> **EXCERPT**:
=======

# Table saw



## chatter chatter cut cut (Nov 8, 2021)

while building a machinests tool box my dewalt table saw quit .it was making lots of sparks and would start to run and then quit. i removed it from the cabinet and took out the motor .the commutator was blackened and had some wear. put it in the lathe and cleaned up everything . reassembled the motor and it runs fine . im still not sure what the  problem was.


----------



## NC Rick (Nov 8, 2021)

The more load your universal type motor sees the hotter the contact points get. You may have gotten additional foreign material in there.  Cleaning between the segments is important.  I think we called that “undercutting“ the commutator.  I am not a huge fan of that type of motor in a high duty cycle tool like a table saw.  They are compact. And noisy.


----------



## chatter chatter cut cut (Nov 9, 2021)

I agree with you on the motor and was aware when i bought the saw. however it is super accurate and the rack and pinion rip fence is very good and the ability to cut to the center of 4 ft wide stock is great. I have some experience with brush motors both ac and dc .

=======

> **Labeled-object pointing entries**:
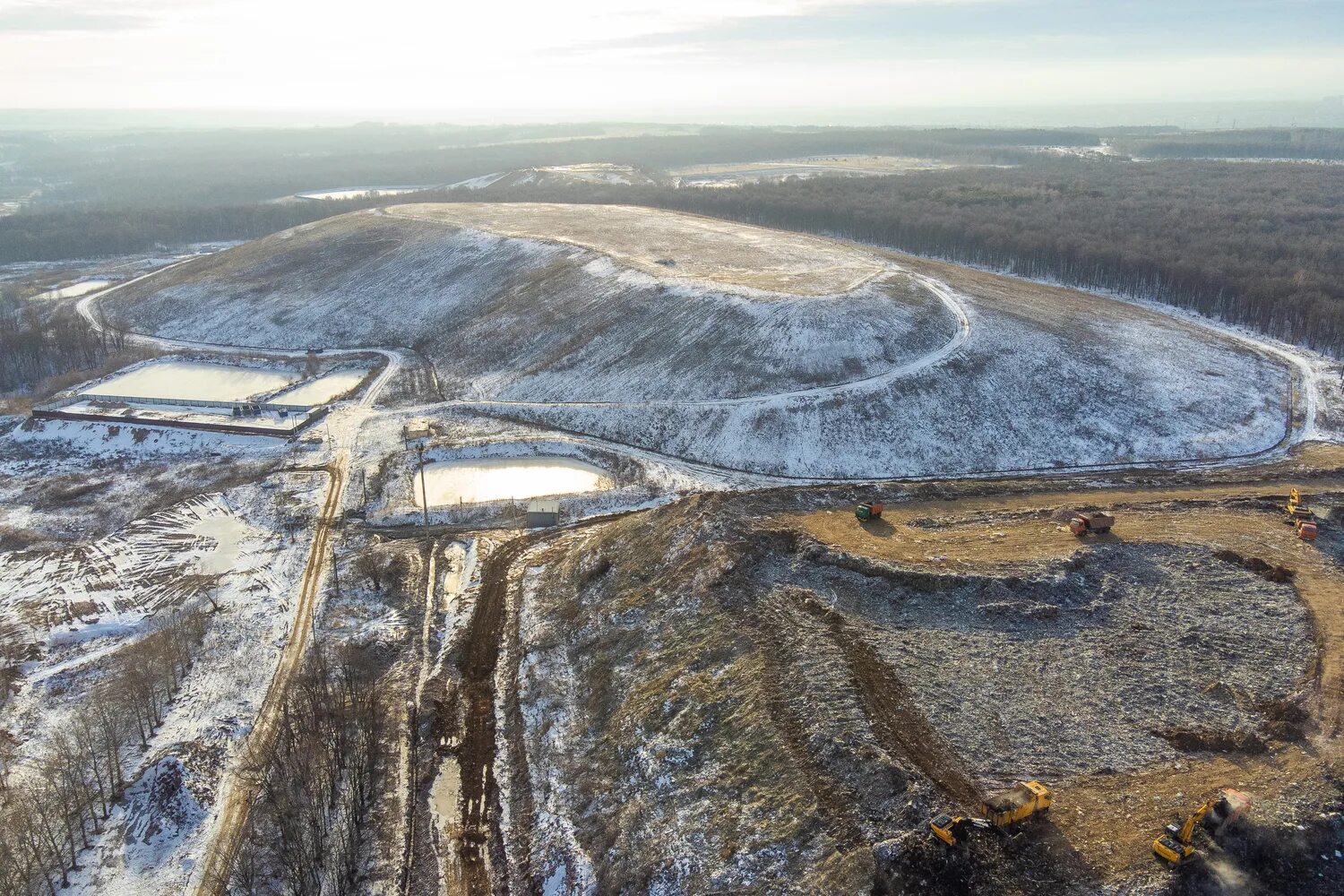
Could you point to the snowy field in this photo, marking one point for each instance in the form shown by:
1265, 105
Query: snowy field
323, 389
507, 478
599, 172
112, 594
1047, 378
74, 290
193, 381
496, 314
672, 245
752, 172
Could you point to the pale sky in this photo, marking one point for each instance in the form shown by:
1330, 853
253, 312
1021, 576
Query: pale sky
699, 59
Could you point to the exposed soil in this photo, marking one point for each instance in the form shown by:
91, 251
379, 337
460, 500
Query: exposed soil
865, 676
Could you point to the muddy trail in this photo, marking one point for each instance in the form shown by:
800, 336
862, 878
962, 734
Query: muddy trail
481, 847
476, 755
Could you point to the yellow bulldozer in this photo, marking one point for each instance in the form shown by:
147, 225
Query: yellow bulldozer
1000, 812
1300, 516
1176, 845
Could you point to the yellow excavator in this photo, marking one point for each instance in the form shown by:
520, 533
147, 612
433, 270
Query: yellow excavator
1000, 810
1176, 848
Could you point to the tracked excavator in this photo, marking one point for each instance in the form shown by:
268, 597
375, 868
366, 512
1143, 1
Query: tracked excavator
1176, 845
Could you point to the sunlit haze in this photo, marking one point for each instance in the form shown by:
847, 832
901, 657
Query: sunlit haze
695, 59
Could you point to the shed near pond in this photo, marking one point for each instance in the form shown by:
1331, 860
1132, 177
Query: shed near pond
540, 513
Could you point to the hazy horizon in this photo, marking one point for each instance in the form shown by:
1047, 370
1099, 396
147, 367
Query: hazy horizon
731, 61
1196, 116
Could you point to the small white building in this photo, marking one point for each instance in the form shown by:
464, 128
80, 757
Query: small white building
543, 512
416, 430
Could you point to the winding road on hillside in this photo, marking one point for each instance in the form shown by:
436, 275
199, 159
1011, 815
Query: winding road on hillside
242, 785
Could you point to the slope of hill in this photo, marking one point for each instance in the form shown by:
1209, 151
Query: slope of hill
613, 304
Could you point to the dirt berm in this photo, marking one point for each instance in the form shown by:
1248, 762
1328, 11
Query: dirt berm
718, 704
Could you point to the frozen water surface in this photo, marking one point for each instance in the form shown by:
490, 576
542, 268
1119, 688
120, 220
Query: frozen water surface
194, 381
504, 478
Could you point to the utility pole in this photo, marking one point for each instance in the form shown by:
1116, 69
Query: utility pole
419, 447
335, 573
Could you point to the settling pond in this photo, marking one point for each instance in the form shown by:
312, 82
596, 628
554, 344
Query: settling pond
507, 478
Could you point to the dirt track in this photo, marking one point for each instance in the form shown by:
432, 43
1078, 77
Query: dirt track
244, 785
476, 756
1110, 820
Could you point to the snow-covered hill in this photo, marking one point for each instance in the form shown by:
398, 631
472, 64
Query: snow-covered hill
511, 316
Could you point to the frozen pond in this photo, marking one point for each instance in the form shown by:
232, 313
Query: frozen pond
354, 193
507, 477
322, 390
74, 290
194, 381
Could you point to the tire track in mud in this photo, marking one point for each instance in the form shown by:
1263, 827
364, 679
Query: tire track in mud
244, 786
895, 716
835, 798
481, 847
481, 841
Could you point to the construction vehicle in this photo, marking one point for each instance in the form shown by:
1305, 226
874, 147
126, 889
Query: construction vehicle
1301, 517
1000, 812
1176, 845
1096, 522
1023, 799
953, 829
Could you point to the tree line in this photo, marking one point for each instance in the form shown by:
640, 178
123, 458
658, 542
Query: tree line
53, 802
308, 828
1262, 142
37, 343
223, 168
1260, 245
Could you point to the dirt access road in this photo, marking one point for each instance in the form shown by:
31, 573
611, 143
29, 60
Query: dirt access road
244, 783
1110, 820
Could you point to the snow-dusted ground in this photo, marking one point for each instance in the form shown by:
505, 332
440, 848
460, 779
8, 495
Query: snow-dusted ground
1067, 382
188, 381
355, 193
496, 314
752, 172
597, 172
158, 831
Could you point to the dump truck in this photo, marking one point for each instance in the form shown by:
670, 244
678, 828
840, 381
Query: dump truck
953, 829
1023, 799
1176, 845
1000, 812
1096, 522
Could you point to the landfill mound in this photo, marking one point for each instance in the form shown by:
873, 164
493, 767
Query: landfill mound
545, 316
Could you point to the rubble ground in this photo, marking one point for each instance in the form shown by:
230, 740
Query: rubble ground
838, 683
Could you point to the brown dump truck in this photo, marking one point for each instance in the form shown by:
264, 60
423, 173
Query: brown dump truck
1023, 799
1097, 522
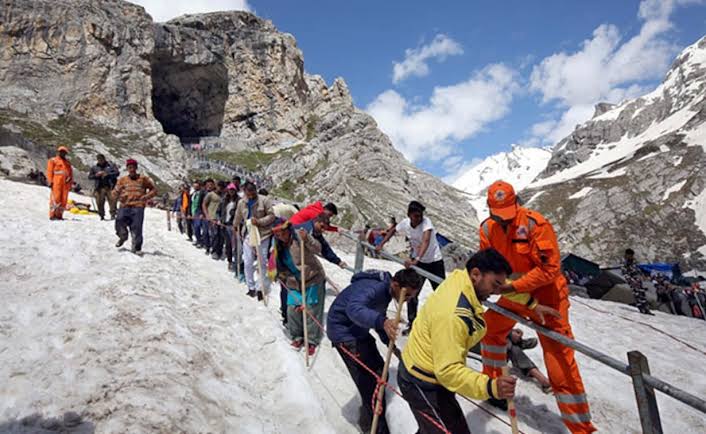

=======

> **EXERCISE AIM**: Translate this sentence from the table saw thread into Spanish: "I am not a huge fan of that type of motor in a high duty cycle tool like a table saw."

> **THE SOLUTION**: No soy un gran admirador de ese tipo de motor en una herramienta de ciclo de trabajo alto como una sierra de mesa.